▶ Task directions
Print the lines of the listing that follows word for word.

— start Supplied entries —

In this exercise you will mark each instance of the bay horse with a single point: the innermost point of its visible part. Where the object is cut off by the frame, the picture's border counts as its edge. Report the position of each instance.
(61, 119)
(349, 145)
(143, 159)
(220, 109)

— end Supplied entries —

▶ Task result
In this exercise you will mark each instance of the bay horse with a single point: the innermost point of its visible part. Where the object is cut off by the frame, the picture's border counts as its edge. Report the position of each instance.
(61, 119)
(349, 145)
(143, 159)
(220, 109)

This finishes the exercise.